## What you should do
Emit a verbatim copy of the lines running from the line with "Where can you spot the asphalt" through the end of the material below.

-- Start Extracted material --

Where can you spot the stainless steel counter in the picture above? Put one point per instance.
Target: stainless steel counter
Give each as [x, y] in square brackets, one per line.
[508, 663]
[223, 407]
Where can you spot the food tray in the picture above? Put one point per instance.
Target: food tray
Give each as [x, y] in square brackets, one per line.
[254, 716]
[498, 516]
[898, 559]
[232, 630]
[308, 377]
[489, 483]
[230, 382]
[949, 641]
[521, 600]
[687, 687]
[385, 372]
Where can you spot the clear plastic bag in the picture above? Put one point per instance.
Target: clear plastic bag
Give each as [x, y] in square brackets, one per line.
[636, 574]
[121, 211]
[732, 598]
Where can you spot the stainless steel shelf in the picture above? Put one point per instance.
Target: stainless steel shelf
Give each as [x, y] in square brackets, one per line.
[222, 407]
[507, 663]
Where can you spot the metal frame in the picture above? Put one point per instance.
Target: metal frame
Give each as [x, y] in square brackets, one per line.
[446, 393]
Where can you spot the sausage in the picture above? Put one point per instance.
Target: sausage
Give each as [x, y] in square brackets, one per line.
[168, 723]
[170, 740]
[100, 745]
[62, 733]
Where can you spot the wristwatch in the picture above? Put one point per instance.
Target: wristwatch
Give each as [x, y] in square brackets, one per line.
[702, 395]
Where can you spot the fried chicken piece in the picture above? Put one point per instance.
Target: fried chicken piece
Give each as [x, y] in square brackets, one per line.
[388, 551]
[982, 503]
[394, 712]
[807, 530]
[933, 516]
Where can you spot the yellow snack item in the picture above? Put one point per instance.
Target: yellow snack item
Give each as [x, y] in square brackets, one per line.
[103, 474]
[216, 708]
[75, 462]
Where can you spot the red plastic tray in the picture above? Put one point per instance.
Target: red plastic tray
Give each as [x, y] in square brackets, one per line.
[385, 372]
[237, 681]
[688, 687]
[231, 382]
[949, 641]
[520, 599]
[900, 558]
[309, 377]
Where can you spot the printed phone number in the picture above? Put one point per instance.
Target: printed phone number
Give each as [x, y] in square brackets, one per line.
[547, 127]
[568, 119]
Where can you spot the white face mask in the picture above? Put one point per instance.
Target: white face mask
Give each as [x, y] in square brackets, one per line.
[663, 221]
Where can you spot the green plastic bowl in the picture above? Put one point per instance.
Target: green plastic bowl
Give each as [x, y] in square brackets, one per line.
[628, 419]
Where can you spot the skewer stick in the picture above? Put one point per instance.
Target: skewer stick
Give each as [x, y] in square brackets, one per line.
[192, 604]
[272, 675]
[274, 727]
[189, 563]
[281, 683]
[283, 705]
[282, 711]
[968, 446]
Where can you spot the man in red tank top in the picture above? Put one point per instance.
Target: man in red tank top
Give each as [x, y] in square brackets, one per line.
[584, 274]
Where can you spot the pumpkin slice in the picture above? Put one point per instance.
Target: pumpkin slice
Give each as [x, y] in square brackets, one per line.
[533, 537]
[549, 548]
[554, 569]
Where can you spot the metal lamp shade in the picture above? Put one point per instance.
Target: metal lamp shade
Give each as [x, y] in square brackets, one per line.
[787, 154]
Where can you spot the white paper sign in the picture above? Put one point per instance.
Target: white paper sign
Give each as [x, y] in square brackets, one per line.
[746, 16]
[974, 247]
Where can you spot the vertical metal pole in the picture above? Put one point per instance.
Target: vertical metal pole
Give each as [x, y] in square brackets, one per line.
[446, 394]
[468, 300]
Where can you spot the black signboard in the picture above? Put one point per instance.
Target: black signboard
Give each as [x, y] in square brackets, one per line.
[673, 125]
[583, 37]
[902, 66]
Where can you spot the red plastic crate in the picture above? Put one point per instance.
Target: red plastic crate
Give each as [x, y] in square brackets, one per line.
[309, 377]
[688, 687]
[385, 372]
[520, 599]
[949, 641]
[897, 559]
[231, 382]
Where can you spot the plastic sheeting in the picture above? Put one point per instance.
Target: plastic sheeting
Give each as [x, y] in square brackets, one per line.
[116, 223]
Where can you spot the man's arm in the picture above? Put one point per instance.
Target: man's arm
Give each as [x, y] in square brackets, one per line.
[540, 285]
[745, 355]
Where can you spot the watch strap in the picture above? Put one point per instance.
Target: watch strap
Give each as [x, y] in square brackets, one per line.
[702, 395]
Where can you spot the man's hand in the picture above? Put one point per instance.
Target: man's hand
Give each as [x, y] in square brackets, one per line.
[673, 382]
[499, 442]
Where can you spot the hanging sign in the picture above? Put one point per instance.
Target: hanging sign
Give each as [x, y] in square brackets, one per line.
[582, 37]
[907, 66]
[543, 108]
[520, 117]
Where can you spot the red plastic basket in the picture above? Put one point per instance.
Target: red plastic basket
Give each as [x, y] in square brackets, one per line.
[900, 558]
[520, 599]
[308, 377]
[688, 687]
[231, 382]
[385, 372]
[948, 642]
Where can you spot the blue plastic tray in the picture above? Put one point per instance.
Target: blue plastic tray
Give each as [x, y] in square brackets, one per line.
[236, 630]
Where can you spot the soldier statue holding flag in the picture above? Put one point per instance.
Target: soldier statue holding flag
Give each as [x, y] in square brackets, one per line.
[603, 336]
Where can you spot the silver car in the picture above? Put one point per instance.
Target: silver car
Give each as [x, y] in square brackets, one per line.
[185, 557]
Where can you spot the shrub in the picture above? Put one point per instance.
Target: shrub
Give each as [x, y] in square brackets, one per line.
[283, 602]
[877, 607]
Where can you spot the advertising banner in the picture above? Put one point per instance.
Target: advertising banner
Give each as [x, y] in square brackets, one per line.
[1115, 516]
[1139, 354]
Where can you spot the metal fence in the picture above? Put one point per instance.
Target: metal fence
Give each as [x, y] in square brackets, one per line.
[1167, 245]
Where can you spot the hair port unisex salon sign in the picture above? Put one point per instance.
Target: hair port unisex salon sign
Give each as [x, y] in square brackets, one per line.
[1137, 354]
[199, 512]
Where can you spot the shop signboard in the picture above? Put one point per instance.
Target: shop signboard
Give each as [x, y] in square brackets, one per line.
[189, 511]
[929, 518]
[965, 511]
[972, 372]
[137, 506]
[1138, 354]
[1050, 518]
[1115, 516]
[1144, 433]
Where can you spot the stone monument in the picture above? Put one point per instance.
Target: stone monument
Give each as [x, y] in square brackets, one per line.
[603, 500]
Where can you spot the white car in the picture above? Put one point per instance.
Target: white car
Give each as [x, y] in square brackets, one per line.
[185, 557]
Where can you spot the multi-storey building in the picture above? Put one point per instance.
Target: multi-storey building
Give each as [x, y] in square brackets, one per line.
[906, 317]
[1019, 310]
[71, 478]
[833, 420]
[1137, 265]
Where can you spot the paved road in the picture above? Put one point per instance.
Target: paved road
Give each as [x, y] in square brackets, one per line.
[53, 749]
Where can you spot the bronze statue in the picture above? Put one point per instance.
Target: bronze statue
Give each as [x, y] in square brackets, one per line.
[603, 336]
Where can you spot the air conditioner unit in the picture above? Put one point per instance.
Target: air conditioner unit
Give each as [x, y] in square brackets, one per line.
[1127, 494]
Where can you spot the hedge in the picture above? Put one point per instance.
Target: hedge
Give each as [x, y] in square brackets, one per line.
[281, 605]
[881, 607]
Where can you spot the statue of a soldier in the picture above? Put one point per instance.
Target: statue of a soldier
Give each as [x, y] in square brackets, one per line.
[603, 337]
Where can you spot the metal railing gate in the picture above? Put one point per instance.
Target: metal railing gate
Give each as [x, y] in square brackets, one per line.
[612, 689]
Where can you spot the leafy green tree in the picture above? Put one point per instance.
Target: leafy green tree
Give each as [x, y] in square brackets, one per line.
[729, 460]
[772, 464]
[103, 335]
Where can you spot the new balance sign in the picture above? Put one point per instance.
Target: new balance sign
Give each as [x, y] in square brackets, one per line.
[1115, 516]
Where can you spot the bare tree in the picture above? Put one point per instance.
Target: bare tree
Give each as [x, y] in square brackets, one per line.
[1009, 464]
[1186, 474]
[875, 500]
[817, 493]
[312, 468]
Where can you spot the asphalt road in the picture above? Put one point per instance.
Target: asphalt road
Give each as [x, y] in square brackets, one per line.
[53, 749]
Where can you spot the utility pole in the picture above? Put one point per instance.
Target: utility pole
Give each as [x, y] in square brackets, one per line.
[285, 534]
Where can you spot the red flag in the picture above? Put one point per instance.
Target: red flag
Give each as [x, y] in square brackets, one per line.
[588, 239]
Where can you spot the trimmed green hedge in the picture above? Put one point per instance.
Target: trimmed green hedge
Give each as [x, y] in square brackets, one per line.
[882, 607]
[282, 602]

-- End Extracted material --

## Correct output
Where can you spot the asphalt road in the picture above? Put one point per instance.
Target: asphalt road
Give each as [x, y] in square brackets, one per line.
[53, 749]
Where can you spot the utility pole in the picture above? Put one point per instance.
Target: utility pole
Give each as [x, y] in square brackets, one per line.
[285, 534]
Where can you spot the red flag in the picture above? Put one point per instance.
Target: red flag
Give each as [x, y] in square brackets, one per line.
[588, 239]
Where can you spot the trimmed green hedge in the picture above? Put one point per instance.
Target: trimmed green hedge
Give each as [x, y] in square brackets, one per line.
[882, 607]
[282, 602]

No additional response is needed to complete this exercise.